● Action item:
The listing, minus its pictures, is to be given again exactly.

● Data:
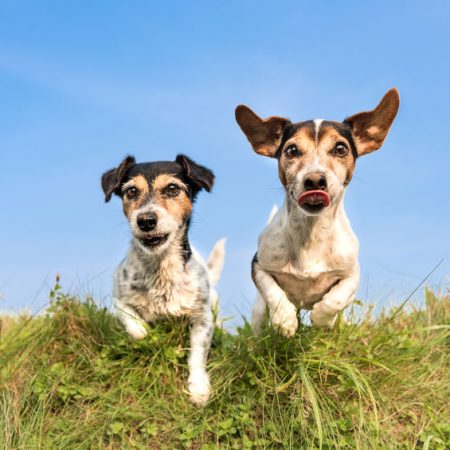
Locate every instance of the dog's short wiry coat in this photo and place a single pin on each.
(162, 275)
(308, 254)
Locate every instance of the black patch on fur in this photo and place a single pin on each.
(138, 288)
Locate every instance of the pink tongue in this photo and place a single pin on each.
(314, 198)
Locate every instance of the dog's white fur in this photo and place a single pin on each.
(308, 254)
(148, 288)
(308, 259)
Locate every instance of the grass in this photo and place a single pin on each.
(72, 379)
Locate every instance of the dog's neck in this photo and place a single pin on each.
(304, 228)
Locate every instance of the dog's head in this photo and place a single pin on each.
(316, 158)
(157, 197)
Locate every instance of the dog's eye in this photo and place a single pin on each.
(172, 190)
(292, 151)
(340, 150)
(132, 192)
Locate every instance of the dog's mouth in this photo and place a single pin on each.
(314, 201)
(154, 241)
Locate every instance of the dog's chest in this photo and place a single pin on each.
(305, 291)
(171, 291)
(306, 269)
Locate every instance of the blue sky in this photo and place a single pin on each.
(84, 83)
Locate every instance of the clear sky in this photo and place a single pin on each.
(82, 84)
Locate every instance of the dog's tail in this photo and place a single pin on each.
(215, 261)
(273, 211)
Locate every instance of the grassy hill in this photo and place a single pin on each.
(72, 379)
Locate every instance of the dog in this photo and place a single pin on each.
(163, 275)
(307, 255)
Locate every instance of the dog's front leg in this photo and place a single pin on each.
(325, 312)
(283, 314)
(133, 323)
(200, 337)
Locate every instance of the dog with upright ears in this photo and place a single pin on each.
(307, 255)
(163, 275)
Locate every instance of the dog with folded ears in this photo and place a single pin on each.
(307, 255)
(163, 275)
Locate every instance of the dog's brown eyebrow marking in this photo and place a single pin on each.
(179, 207)
(139, 182)
(129, 205)
(341, 129)
(293, 129)
(161, 181)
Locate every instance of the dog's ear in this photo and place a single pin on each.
(371, 128)
(112, 180)
(263, 135)
(199, 177)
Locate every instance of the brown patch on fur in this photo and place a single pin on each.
(180, 206)
(288, 168)
(343, 167)
(131, 204)
(264, 135)
(311, 146)
(371, 128)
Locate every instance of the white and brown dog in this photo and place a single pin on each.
(162, 275)
(308, 254)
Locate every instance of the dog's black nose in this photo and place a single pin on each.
(147, 222)
(315, 181)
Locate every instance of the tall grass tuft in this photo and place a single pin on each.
(72, 379)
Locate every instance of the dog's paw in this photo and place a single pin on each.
(285, 320)
(322, 319)
(199, 387)
(136, 330)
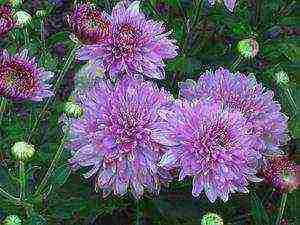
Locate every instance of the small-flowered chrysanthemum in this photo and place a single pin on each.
(6, 20)
(230, 4)
(210, 144)
(22, 79)
(113, 136)
(89, 24)
(281, 173)
(136, 45)
(211, 219)
(242, 93)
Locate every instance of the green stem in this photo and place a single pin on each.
(52, 167)
(137, 222)
(22, 180)
(8, 196)
(236, 63)
(282, 207)
(26, 37)
(62, 73)
(2, 108)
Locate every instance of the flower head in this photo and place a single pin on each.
(6, 20)
(282, 173)
(136, 45)
(230, 4)
(22, 151)
(242, 93)
(21, 78)
(210, 144)
(248, 48)
(211, 219)
(12, 220)
(113, 136)
(89, 25)
(22, 18)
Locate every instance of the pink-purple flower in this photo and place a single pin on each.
(243, 93)
(113, 136)
(209, 143)
(89, 24)
(230, 4)
(6, 20)
(22, 79)
(136, 44)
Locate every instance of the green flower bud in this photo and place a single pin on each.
(23, 151)
(248, 48)
(211, 219)
(12, 220)
(282, 78)
(73, 110)
(22, 18)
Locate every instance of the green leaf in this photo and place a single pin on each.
(259, 214)
(60, 176)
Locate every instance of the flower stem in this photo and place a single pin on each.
(61, 74)
(282, 207)
(137, 222)
(22, 180)
(2, 108)
(236, 63)
(52, 167)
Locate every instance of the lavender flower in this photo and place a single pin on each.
(21, 78)
(282, 173)
(89, 25)
(6, 20)
(113, 136)
(230, 4)
(209, 143)
(136, 45)
(242, 93)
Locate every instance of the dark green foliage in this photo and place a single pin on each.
(207, 38)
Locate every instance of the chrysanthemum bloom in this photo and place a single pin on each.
(243, 93)
(282, 173)
(230, 4)
(21, 78)
(89, 25)
(6, 20)
(210, 144)
(248, 48)
(113, 136)
(211, 219)
(137, 45)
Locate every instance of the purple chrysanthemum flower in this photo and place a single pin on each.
(242, 93)
(282, 173)
(209, 143)
(136, 45)
(113, 136)
(6, 20)
(89, 25)
(22, 79)
(230, 4)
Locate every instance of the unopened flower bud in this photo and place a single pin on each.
(211, 219)
(15, 3)
(248, 48)
(22, 18)
(73, 110)
(12, 220)
(282, 78)
(23, 151)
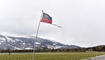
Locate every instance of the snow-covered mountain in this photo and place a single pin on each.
(20, 43)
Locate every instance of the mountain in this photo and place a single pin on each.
(21, 43)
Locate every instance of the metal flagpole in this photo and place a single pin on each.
(36, 38)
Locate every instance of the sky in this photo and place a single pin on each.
(82, 21)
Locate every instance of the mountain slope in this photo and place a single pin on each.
(20, 43)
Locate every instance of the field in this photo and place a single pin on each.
(50, 56)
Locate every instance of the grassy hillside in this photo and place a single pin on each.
(50, 56)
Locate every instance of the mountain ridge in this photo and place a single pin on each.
(21, 43)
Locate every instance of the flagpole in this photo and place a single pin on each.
(36, 38)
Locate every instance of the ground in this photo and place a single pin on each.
(50, 56)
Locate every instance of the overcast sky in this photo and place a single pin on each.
(83, 21)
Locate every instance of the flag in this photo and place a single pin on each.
(46, 18)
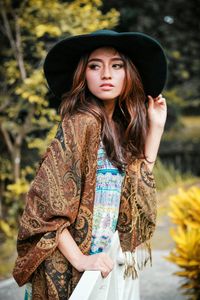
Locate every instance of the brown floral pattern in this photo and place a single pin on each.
(62, 195)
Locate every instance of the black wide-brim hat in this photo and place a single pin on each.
(145, 52)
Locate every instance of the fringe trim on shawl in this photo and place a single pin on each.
(137, 260)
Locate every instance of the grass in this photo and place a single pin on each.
(7, 258)
(187, 131)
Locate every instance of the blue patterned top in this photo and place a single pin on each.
(106, 204)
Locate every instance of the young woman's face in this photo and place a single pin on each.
(105, 73)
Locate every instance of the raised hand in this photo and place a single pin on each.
(157, 111)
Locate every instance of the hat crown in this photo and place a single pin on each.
(104, 32)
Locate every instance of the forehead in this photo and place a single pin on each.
(104, 51)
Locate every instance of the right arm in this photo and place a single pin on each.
(99, 262)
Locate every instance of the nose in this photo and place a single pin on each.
(106, 74)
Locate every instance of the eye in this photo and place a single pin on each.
(94, 66)
(118, 66)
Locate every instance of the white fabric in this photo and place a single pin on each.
(114, 287)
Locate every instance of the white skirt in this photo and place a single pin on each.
(114, 287)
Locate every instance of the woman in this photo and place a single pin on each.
(96, 175)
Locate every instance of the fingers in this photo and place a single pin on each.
(106, 264)
(160, 99)
(98, 262)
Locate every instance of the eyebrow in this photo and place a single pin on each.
(100, 60)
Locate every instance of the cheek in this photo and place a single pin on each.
(90, 79)
(122, 79)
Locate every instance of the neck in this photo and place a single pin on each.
(109, 108)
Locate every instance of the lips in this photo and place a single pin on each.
(106, 85)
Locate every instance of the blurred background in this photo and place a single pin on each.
(28, 29)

● Final answer:
Locate every instance of the dog's short wiry coat in this photo and place a single pin on each.
(162, 275)
(308, 254)
Locate every instance of the black patch on fur in this photo and place a single pin on each.
(138, 288)
Locate every instance of the pink tongue in this photo and place a single pin on each.
(314, 198)
Locate every instance of the dog's white fur in this photo and place a single pin on each.
(308, 254)
(148, 288)
(308, 259)
Locate every instance of the grass in this photo and place a single pin on each.
(72, 379)
Locate every instance of the dog's neck in this photo and place a single pin on each.
(304, 228)
Locate every instance of the dog's head in this photo and place a single pin on each.
(316, 158)
(157, 197)
Locate every instance of the dog's eye in this photo and place a single pin on each.
(172, 190)
(292, 151)
(340, 150)
(132, 192)
Locate every instance of the dog's mouth in this photo and place a single pin on each.
(314, 201)
(154, 241)
Locate every instance of the dog's chest in this photo and place a single pin on each.
(305, 291)
(171, 291)
(306, 269)
Locate every instance of the blue sky in this photo and place a single pin on each.
(84, 83)
Locate every instance of the clear sky in this photo and place a single pin on each.
(82, 84)
Locate every instance of the dog's tail in this photo and place a single pin on each.
(215, 261)
(273, 211)
Locate every instance of the grassy hill in this photo and place a single pin on each.
(72, 379)
Locate every instance of the dog in this photo and place a single pin on each.
(163, 275)
(307, 255)
Locate every instance of the dog's front leg in this photo and place a single pin on each.
(325, 312)
(283, 314)
(133, 323)
(200, 337)
Locate every instance of the dog with upright ears in this photo and place a single pin on each.
(307, 255)
(163, 275)
Locate every instance of the dog with folded ears in this photo and place a single pin on each.
(307, 255)
(163, 275)
Locate every instance of the dog's brown eyebrow marking in this photo and place a single pin on each.
(179, 207)
(139, 182)
(129, 205)
(341, 129)
(293, 129)
(161, 181)
Locate every instance of the dog's ear in this photo and place a single pin on each.
(371, 128)
(112, 180)
(263, 135)
(199, 177)
Locate every instance of the brown patch on fur in this photo and place a single pin on each.
(180, 206)
(288, 168)
(343, 167)
(131, 204)
(264, 135)
(311, 146)
(371, 128)
Locate every instance of the white and brown dog in this photo and place a single pin on each.
(162, 275)
(308, 254)
Locate every instance of the dog's black nose in this photo and place a single pin on each.
(147, 222)
(315, 181)
Locate every instance of the tall grass tuft in this photo and place a single pin on each.
(72, 379)
Locate every instance of the dog's paw in this photo and place a single pin on each.
(285, 320)
(322, 319)
(199, 387)
(136, 330)
Locate every instance of the small-flowered chrysanthemum in this photo and place a single pin on each.
(6, 20)
(230, 4)
(210, 144)
(22, 79)
(113, 136)
(89, 24)
(281, 173)
(136, 45)
(211, 219)
(242, 93)
Locate every instance of the green stem in this photo and place a single pin on each.
(52, 167)
(137, 222)
(22, 180)
(8, 196)
(236, 63)
(282, 207)
(26, 37)
(62, 73)
(2, 108)
Locate every instance of the flower head in this photo and place a single pin on each.
(6, 20)
(282, 173)
(136, 45)
(230, 4)
(22, 151)
(242, 93)
(21, 78)
(210, 144)
(248, 48)
(211, 219)
(12, 220)
(113, 136)
(89, 25)
(22, 18)
Locate every instance of the pink-purple flower in this photo and place a single pin on each.
(243, 93)
(113, 136)
(209, 143)
(89, 24)
(230, 4)
(6, 20)
(22, 79)
(136, 44)
Locate every instance of the green flower bud in this photo and place a single pin on each.
(23, 151)
(248, 48)
(211, 219)
(12, 220)
(282, 78)
(73, 110)
(22, 18)
Locate every instance of the green leaf in this photo and place a single pin on each.
(259, 214)
(60, 176)
Locate every instance of the flower stem in this photo and place a single pin on each.
(61, 74)
(282, 207)
(137, 222)
(22, 180)
(2, 108)
(236, 63)
(52, 167)
Locate every instance of the lavender flower in this photo and place a single pin on each.
(21, 78)
(282, 173)
(89, 25)
(6, 20)
(113, 136)
(230, 4)
(209, 143)
(136, 45)
(242, 93)
Locate every instance of the dark green foliage in this photo and place a single pin on each.
(207, 38)
Locate every instance of the chrysanthemum bloom in this photo and place a single pin on each.
(243, 93)
(282, 173)
(230, 4)
(21, 78)
(89, 25)
(6, 20)
(210, 144)
(248, 48)
(113, 136)
(211, 219)
(137, 45)
Locate every instance of the purple chrysanthemum flower in this photo and place a single pin on each.
(242, 93)
(282, 173)
(209, 143)
(136, 45)
(113, 136)
(6, 20)
(89, 25)
(22, 79)
(230, 4)
Locate every instance of the unopened flower bud in this photo and place a single pin on each.
(211, 219)
(15, 3)
(248, 48)
(22, 18)
(73, 110)
(12, 220)
(282, 78)
(23, 151)
Locate every instance of the snow-covered mountain in this photo and place a single pin on each.
(20, 43)
Locate every instance of the mountain in this photo and place a single pin on each.
(21, 43)
Locate every instance of the metal flagpole in this photo and place a single pin on each.
(36, 38)
Locate every instance of the sky in this photo and place a single pin on each.
(82, 21)
Locate every instance of the mountain slope in this photo and place a single pin on each.
(20, 43)
Locate every instance of the field in this photo and place a single pin on each.
(50, 56)
Locate every instance of the grassy hillside in this photo and place a single pin on each.
(50, 56)
Locate every instance of the mountain ridge in this photo and place a single pin on each.
(21, 43)
Locate every instance of the flagpole in this photo and place a single pin on each.
(36, 38)
Locate every instance of the ground in this photo and place a single pin on each.
(50, 56)
Locate every instance of the overcast sky in this photo and place a single pin on each.
(83, 21)
Locate every instance of the flag in this photo and place a single pin on each.
(46, 18)
Locate every instance of the brown floral pattern in this photo and place a single pin on each.
(62, 195)
Locate every instance of the black wide-brim hat in this photo and place a single pin on each.
(145, 52)
Locate every instance of the fringe trim on shawl in this photo and place a single pin on each.
(137, 260)
Locate every instance of the grass in this photo and place a single pin on each.
(7, 258)
(187, 131)
Locate every instance of the blue patterned top in this photo and place a single pin on each.
(106, 204)
Locate every instance of the young woman's face in this photo and place a single pin on each.
(105, 73)
Locate every instance of the raised hand in this photo and place a single pin on each.
(157, 111)
Locate every instance of the hat crown in this photo and place a single pin on each.
(104, 32)
Locate every instance of the forehead in this photo and place a single pin on each.
(104, 51)
Locate every instance of the right arm in this photo and place a single pin on each.
(99, 262)
Locate every instance of the nose in this photo and place a single pin on each.
(106, 74)
Locate every instance of the eye in this photo and place a single pin on each.
(94, 66)
(118, 66)
Locate every instance of the white fabric in this photo and place a single pin on each.
(114, 287)
Locate every instance of the white skirt in this photo and place a single pin on each.
(114, 287)
Locate every instance of the woman in this photo and place a single pin on each.
(96, 175)
Locate every instance of the fingers in this photo and place a single pin on each.
(106, 264)
(160, 99)
(98, 262)
Locate every instance of the eyebrow in this photo and place a single pin on each.
(100, 60)
Locate every instance of the cheek in this photo and place a single pin on each.
(90, 79)
(122, 79)
Locate every instance of the neck in this photo and place a single pin on each.
(109, 108)
Locate every instance of the lips in this photo and place a single pin on each.
(106, 85)
Locate every instance of the blurred background in this photo and place a single pin on each.
(28, 29)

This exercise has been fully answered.